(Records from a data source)
----

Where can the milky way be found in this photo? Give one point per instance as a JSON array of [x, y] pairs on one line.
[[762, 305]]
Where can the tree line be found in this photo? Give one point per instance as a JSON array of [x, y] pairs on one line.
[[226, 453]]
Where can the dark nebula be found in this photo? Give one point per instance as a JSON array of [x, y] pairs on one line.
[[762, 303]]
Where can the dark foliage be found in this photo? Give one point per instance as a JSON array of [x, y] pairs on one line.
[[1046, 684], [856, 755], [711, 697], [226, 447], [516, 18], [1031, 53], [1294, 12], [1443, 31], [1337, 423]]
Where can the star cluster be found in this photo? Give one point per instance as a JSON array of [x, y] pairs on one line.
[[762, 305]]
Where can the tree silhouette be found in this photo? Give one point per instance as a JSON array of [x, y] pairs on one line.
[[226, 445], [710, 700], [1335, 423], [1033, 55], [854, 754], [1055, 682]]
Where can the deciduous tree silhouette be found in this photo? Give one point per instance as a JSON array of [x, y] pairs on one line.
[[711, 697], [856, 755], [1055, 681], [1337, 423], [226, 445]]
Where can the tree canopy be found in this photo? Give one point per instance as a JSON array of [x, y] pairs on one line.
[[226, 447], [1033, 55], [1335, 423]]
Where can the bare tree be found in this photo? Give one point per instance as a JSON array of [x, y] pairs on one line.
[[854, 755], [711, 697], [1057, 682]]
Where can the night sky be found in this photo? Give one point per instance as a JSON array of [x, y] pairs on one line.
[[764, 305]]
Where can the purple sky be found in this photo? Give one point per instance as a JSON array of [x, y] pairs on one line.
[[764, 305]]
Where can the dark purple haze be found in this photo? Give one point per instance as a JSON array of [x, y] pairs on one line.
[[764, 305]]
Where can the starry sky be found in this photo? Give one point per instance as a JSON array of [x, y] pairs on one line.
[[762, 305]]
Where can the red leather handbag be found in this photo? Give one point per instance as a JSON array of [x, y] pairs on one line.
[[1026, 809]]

----

* _Requirements_
Rewrite all of the items above, replacing each occurrence of "instance" with "occurrence" and changing nothing else.

* _Written solution_
Where can the milky way be found in this photo? Give one point per occurrence as a JSON array of [x, y] pairs on one line.
[[762, 305]]
Where can the tree line be found in this photo? Give one point per occurrence as a JSON array of [x, y] pairs on one line.
[[226, 453]]
Where can the dark nebula be found in this photo? Give one point per occurrence as a JSON array of [x, y] pairs on one line.
[[762, 303]]
Where can the dark foliage be found in this photo? Give one point per occurrence as a JSON array of [x, y] pairs on one line.
[[1046, 684], [856, 755], [711, 697], [226, 447], [516, 18], [1031, 53], [1294, 12], [1443, 31], [1337, 423]]
Where can the star cluster be found in this photo? Give one point per occurrence as a JSON array of [x, y] pairs on one line.
[[762, 305]]
Where can the tree silhouette be found in this photo? Give one point per occurrence as a JSON array of [x, y] pairs on one line.
[[226, 445], [710, 700], [1335, 423], [1033, 55], [854, 754], [1055, 682]]
Where can the deciduous tree silhouette be found in this photo? Give one point per occurrence as a JSON array of [x, y] pairs on one line.
[[711, 697], [856, 755], [1055, 681], [1337, 423], [226, 445]]
Where can the tree canopy be found in this photo? Give one point per occurrence as a JSON array of [x, y] pairs on one line.
[[226, 447], [1033, 55], [1335, 423]]
Where can the bare tree be found in this photo? Give one point per occurrence as a JSON array of [x, y] pairs on one line.
[[854, 755], [711, 697], [1057, 682]]
Where can the night sky be found in this photo? Give one point per occurrence as a JSON array of [x, y] pairs on one line.
[[764, 305]]
Where can the purple sky be found in this photo? Give one point per occurrence as a JSON array of [x, y] pairs on one line.
[[764, 305]]
Where can the dark purple haze be found in this photo? Give one point per occurrence as a JSON array of [x, y] pairs on one line.
[[764, 305]]
Where can the starry sky be found in this photo? Give one point per occurrence as a JSON array of [x, y] pairs on one line.
[[762, 305]]
Where can the red leather handbag be found in this photo? Give one point per occurrence as a JSON array of [x, y] pairs on one line.
[[1026, 809]]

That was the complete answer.